▶ **Task instructions**
Every entry must be transcribed exactly. Pictures are not part of the copy.
◇ ◇ ◇ ◇ ◇
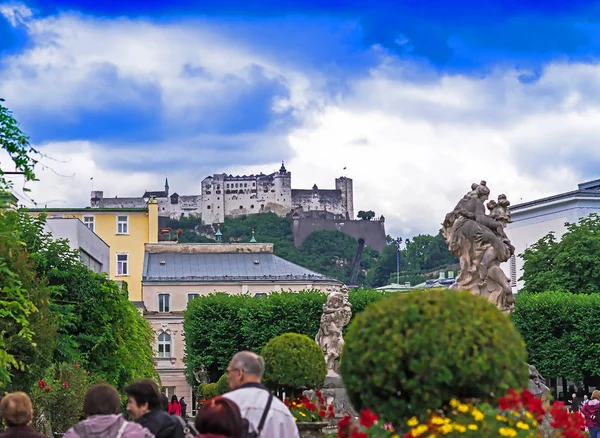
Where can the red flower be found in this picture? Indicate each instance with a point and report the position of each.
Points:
(367, 418)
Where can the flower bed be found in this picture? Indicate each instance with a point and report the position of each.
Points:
(305, 410)
(517, 415)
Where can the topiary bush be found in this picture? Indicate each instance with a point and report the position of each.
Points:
(412, 352)
(222, 385)
(293, 362)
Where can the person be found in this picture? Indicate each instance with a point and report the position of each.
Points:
(183, 405)
(102, 408)
(174, 406)
(164, 400)
(17, 414)
(143, 403)
(244, 375)
(219, 418)
(591, 412)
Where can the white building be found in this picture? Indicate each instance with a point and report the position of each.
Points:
(533, 220)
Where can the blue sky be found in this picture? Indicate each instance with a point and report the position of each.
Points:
(133, 91)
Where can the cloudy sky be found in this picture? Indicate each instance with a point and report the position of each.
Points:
(416, 99)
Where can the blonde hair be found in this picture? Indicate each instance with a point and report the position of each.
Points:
(16, 409)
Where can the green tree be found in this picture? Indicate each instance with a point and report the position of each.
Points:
(569, 264)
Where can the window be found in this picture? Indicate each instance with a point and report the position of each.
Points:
(122, 224)
(164, 303)
(88, 221)
(164, 345)
(122, 264)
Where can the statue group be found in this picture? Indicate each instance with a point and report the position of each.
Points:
(479, 241)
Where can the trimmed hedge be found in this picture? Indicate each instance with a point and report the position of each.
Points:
(561, 332)
(293, 362)
(219, 325)
(413, 352)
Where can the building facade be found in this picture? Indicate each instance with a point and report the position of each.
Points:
(125, 231)
(175, 274)
(223, 195)
(93, 251)
(533, 220)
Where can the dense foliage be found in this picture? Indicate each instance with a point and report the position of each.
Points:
(561, 333)
(330, 253)
(219, 325)
(293, 362)
(569, 264)
(413, 352)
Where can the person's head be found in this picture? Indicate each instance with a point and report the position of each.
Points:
(101, 399)
(142, 397)
(245, 367)
(219, 416)
(16, 409)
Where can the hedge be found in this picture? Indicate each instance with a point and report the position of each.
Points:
(561, 332)
(219, 325)
(414, 352)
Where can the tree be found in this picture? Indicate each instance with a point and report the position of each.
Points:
(366, 215)
(569, 264)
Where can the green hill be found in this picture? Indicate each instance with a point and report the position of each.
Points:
(327, 252)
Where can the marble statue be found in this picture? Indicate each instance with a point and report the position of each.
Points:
(479, 241)
(337, 313)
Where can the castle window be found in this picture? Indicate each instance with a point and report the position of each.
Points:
(164, 345)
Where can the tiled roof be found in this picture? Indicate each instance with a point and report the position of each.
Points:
(208, 267)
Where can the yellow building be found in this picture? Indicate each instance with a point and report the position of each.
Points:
(125, 230)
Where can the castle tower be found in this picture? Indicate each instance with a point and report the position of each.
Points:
(344, 185)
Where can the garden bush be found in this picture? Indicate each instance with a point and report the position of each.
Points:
(413, 352)
(219, 325)
(293, 362)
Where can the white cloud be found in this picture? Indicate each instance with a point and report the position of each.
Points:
(412, 147)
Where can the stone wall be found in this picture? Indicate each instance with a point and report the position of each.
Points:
(372, 232)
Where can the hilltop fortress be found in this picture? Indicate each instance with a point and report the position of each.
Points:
(225, 195)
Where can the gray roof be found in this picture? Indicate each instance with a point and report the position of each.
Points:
(590, 189)
(208, 267)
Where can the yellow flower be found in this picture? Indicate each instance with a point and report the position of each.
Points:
(508, 432)
(477, 415)
(523, 426)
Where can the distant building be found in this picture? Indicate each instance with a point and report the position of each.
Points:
(533, 220)
(125, 230)
(93, 251)
(223, 195)
(176, 273)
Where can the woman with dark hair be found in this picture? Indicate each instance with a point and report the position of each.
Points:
(219, 417)
(174, 406)
(102, 408)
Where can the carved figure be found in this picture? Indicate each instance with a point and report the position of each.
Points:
(336, 315)
(480, 243)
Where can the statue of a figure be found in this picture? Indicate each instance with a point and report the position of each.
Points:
(337, 313)
(481, 245)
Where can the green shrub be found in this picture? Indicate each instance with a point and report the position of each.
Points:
(413, 352)
(219, 325)
(210, 390)
(222, 385)
(293, 362)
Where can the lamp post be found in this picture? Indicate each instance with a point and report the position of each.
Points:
(398, 242)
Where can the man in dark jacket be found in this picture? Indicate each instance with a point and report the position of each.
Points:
(144, 405)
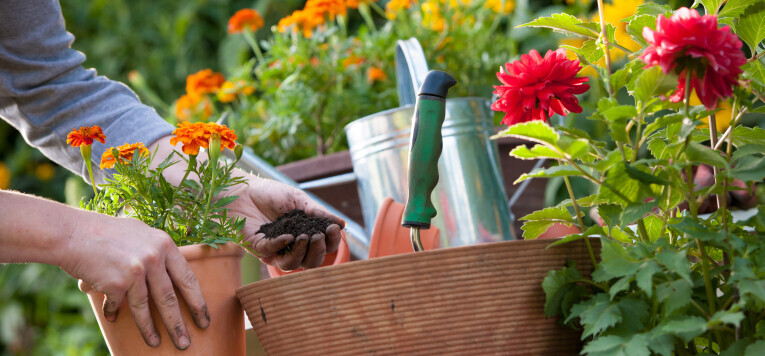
◇ ◇ ◇ ◇ ◇
▶ **Response box**
Where can the red flower be found in this picture? Indicate each instance with a point and report the position of each.
Points:
(367, 418)
Where can the flower bed be found in this picture? Indicate each instance with a point and report the position of each.
Points:
(305, 410)
(517, 415)
Where can the topiary bush be found in this picture? Indicate each instance with a point and report the position of each.
Points:
(412, 352)
(222, 385)
(293, 362)
Where can the person be found in this picture? Indicate each instance with a point and report the position of each.
Points:
(183, 405)
(102, 408)
(174, 406)
(164, 400)
(17, 414)
(143, 403)
(244, 375)
(219, 418)
(591, 412)
Where can the white building be found in this picture? Indicate each instance with a point and report the position of each.
Points:
(533, 220)
Where can the blue sky be found in this picture? Indicate each instance with a point and report the position of each.
Points:
(133, 91)
Where can the cloudy sky be found in this picture? Indicate each instance with a point and report the position of each.
Points:
(416, 99)
Where can the blonde hair be found in this picture? Indicate each instance with a point and report the position of each.
Points:
(16, 409)
Where can the green tree be found in this picture? Indicate each instance with a point and report the position of each.
Points:
(569, 264)
Where can the window be found in this picture? Indicate each instance with a point and report the position of each.
Points:
(122, 224)
(164, 303)
(88, 221)
(164, 345)
(122, 264)
Where can the statue group be found in this picture? Indicate each instance with a point and report the position of each.
Points:
(479, 241)
Where can the trimmed hedge be found in this picture? Indicate each instance with a point and report the position of each.
Points:
(561, 332)
(293, 362)
(219, 325)
(413, 352)
Where can the building facade be found in this picture? Indicate each instance with a point and report the position of each.
Points:
(125, 231)
(175, 274)
(223, 195)
(93, 251)
(533, 220)
Where can the dense foliage be found in this picture? Indicate each instance with a point and report the position of each.
Points:
(561, 333)
(330, 253)
(219, 325)
(293, 362)
(569, 264)
(413, 352)
Where can the person's head be found in this picture? Indicate each instance with a point and report the position of each.
Points:
(101, 399)
(142, 397)
(245, 367)
(219, 416)
(16, 409)
Where can the hedge be found in this picture? Indicate each instance with a point and report the position of each.
Points:
(561, 332)
(219, 325)
(414, 352)
Where can the tree be found in this picture? Indicate each instance with a point and report the position of each.
Points:
(366, 215)
(569, 264)
Where can the green hill be found in this picture? Indicate each instance with a point and report the position of each.
Points:
(327, 252)
Where can the marble statue be found in this picture? Indicate each instance with a point and report the position of each.
Points:
(479, 241)
(337, 313)
Where can the castle window be found in this picture? Indicate each instance with a point and report the position of each.
Points:
(164, 345)
Where can the tiled roof be found in this picture? Indicate each instance with a point and report the position of each.
Points:
(208, 267)
Where can the yellow building be found in this picture? Indicate each instance with a point and report the position of each.
Points:
(125, 230)
Where can the castle tower be found in this picture? Indicate each instance with a point and report the position of each.
Points:
(344, 185)
Where can the garden bush be found in this picture? Indicate each instance with a point and report the position of each.
Points:
(413, 352)
(219, 325)
(293, 362)
Where can the white cloud be found in this picture? Indicate each instance with a point and report the position of each.
Points:
(412, 147)
Where can the stone wall be found in this picture? Indicate each instance with a point and report the position of each.
Points:
(372, 232)
Where can the hilltop fortress be found in this picture? Indicate each instance with a point and report the position of each.
Points:
(225, 195)
Where can the gray roof be found in this picture? Indicate each instance with a point and report the position of each.
Points:
(590, 189)
(208, 267)
Where can the yellow flower be found in this picture? Indicate each instance with a point and report the position of each.
Points:
(508, 432)
(477, 415)
(523, 426)
Where can the distant building be found in this picture? Indicate each instance with a point and report the position of each.
Points:
(533, 220)
(125, 230)
(93, 251)
(223, 195)
(176, 273)
Where can the woman with dark hair be found in this picture? Indicate each instance with a point and report the position of each.
Points:
(219, 417)
(174, 406)
(102, 408)
Where can the carved figure be found in this picture? Indicate each instance with a point and report the position of each.
Points:
(336, 315)
(480, 243)
Where can the statue of a figure be found in this picture? Indicate each instance with a point and report the position of each.
Points:
(337, 313)
(481, 245)
Where can the green shrub be found in this picture? Indicate each instance with a point and report the position of each.
Points:
(413, 352)
(219, 325)
(210, 390)
(222, 385)
(293, 362)
Where can the lamp post be found in this picture? Indicate each instance with a point and report the position of each.
Points:
(398, 242)
Where can the man in dark jacket be found in this picture? Indicate each instance with a point and report the position of each.
Points:
(144, 405)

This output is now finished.